Records from a data source:

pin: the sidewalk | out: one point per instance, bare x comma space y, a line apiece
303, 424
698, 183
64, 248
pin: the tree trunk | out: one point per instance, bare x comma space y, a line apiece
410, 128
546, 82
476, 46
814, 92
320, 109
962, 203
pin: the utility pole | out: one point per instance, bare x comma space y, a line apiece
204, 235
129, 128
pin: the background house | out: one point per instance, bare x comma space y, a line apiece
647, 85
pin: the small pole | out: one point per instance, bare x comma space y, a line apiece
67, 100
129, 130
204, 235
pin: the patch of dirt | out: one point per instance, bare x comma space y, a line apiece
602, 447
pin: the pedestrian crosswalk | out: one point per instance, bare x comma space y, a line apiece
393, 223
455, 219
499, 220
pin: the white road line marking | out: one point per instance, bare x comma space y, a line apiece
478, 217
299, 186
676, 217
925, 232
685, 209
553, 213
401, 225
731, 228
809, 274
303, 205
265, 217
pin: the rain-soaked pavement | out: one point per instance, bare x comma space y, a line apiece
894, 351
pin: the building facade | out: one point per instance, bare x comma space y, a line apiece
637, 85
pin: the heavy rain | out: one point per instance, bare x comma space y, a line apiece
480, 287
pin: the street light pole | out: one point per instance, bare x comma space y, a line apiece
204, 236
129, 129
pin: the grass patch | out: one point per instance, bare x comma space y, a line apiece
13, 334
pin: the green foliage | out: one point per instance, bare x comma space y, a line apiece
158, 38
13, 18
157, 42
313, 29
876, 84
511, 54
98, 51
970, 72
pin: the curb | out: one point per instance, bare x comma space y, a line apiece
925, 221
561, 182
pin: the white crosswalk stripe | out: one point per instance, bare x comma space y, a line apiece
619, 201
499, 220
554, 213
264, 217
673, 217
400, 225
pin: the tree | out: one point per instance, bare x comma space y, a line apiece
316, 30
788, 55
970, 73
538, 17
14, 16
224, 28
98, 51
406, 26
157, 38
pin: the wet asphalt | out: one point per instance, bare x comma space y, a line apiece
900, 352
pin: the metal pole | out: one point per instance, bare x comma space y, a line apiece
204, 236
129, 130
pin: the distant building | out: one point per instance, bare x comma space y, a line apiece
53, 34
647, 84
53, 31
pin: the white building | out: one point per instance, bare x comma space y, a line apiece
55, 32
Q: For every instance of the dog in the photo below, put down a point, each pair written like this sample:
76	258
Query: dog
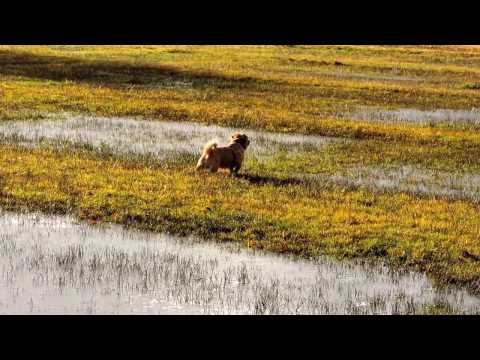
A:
230	157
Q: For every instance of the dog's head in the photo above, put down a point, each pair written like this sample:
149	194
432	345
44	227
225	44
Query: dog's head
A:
241	139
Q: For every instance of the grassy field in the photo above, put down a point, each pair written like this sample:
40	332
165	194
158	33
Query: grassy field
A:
350	197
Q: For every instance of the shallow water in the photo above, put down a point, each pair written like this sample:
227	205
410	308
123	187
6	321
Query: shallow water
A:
159	138
410	179
418	117
55	265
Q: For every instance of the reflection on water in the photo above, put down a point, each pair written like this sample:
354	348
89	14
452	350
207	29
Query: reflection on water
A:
53	265
159	138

What to work on:
Convert every line of the records above into a JSON list of strings, one string per line, skipping blank lines. Leave the pictures out.

Result below:
[
  "pin: the sidewalk | out: one point per instance, bare x comma space y, a line apiece",
  "303, 424",
  "698, 183",
  "64, 248",
  "pin: the tree trunk | out: one point per instance, bare x comma space y, a line apiece",
  "410, 128",
  "546, 82",
  "476, 46",
  "814, 92",
  "320, 109",
  "962, 203",
  "pin: the utility pole | out: one point per instance, bare x comma space y, a line apiece",
  "204, 235",
  "129, 128",
  "pin: the background house | out: one point per instance, bare x comma space y, a line apiece",
  "647, 85",
  "pin: the small pole | out: one point per instance, bare x comma space y, a line apiece",
  "67, 100",
  "129, 130",
  "204, 235",
  "pin: the patch of dirt | out: one point per instance, bare x comma space y, a line apiece",
  "602, 447",
  "pin: the pedestrian crosswalk | out: one point per instance, bare x comma space y, a line apiece",
  "393, 223",
  "455, 219",
  "499, 220",
  "pin: the white road line marking | out: one point per instance, bare x comma space y, a line apiece",
  "478, 217",
  "299, 186",
  "676, 217",
  "925, 232",
  "685, 209",
  "553, 213",
  "401, 225",
  "731, 228",
  "809, 274",
  "303, 205",
  "265, 217",
  "pin: the rain-soaked pavement | out: one point per instance, bare x comma space y, a line apiece",
  "894, 351",
  "pin: the building facade | out: one point per instance, bare x comma space y, a line apiece",
  "637, 85",
  "pin: the heavy rain | out: one point per instance, bare x comma space y, a line apiece",
  "480, 287",
  "pin: the street light pole | out: one point per instance, bare x comma space y, a line apiece",
  "204, 236",
  "129, 129",
  "pin: the grass patch | out: one point per instance, bare x comma space y, a line apiece",
  "13, 334",
  "pin: the green foliage | out: one point per instance, bare x comma space y, a line apiece",
  "158, 38",
  "13, 18",
  "157, 42",
  "313, 29",
  "876, 84",
  "511, 54",
  "98, 51",
  "970, 72",
  "pin: the curb | out: one point per instance, bare x comma space y, a line apiece",
  "925, 221",
  "561, 182",
  "pin: the white crosswalk stripe | out: one point per instance, bare x comma space y, a line apiece",
  "619, 201",
  "499, 220",
  "554, 213",
  "264, 217",
  "673, 217",
  "400, 225",
  "pin: the tree | out: one point per instance, bare x comma space y, a line apiece",
  "316, 30",
  "788, 55",
  "970, 73",
  "538, 17",
  "14, 16",
  "224, 28",
  "98, 51",
  "406, 26",
  "157, 38",
  "pin: the wet asphalt | out: one point per instance, bare x comma space y, a line apiece",
  "900, 352",
  "pin: the metal pole | out: one point per instance, bare x comma space y, a line apiece",
  "204, 236",
  "129, 130",
  "pin: the distant building | out: one point per instance, bare x comma space y, a line apiece",
  "53, 34",
  "647, 84",
  "53, 31",
  "pin: the white building | out: one point per instance, bare x comma space y, a line apiece",
  "55, 32",
  "Q: For every instance of the dog in the photo below, put down a point, each pair written like this sample:",
  "76\t258",
  "Query: dog",
  "A:",
  "230\t157",
  "Q: For every instance of the dog's head in the photo above, put down a point, each pair written like this sample:",
  "149\t194",
  "432\t345",
  "44\t227",
  "225\t44",
  "Query: dog's head",
  "A:",
  "241\t139",
  "Q: For every instance of the grassy field in the photo above, put down a point, each pair written like this sample:",
  "40\t332",
  "165\t194",
  "158\t33",
  "Query: grassy field",
  "A:",
  "350\t197",
  "Q: For every instance of the shallow water in the photo above, put down a point, each pair written like this sample:",
  "227\t205",
  "410\t308",
  "123\t187",
  "6\t321",
  "Query: shallow water",
  "A:",
  "159\t138",
  "410\t179",
  "418\t117",
  "55\t265",
  "Q: For every instance of the reflection on water in the photo above, put down a point, each pair written like this sample:",
  "354\t348",
  "89\t14",
  "452\t350",
  "207\t29",
  "Query: reflection on water",
  "A:",
  "53\t265",
  "159\t138"
]